(Saved data entries)
╔══
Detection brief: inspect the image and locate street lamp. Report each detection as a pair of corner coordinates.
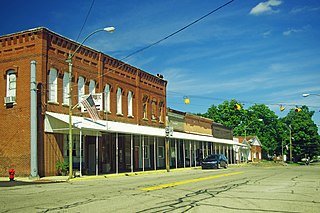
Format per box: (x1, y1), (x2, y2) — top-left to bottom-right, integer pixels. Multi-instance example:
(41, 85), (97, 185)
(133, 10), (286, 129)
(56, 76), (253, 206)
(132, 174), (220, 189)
(244, 118), (263, 141)
(282, 124), (292, 162)
(66, 27), (115, 179)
╚══
Exercise brief:
Please rewrite every one of the items above, replacing "corner coordinates" with "corner points" and keeping everything else unchanged. Leave the pictures out of your version.

Final result:
Detection brief: inspect the image and locate street lamp. Report each detection as a pair of corner points.
Format per box: (x1, y1), (x2, y2) — top-left to bottom-right, integer pixels. Multi-instance example:
(41, 85), (97, 185)
(133, 10), (286, 129)
(56, 76), (253, 206)
(132, 174), (220, 189)
(244, 118), (263, 141)
(282, 124), (292, 162)
(66, 27), (115, 179)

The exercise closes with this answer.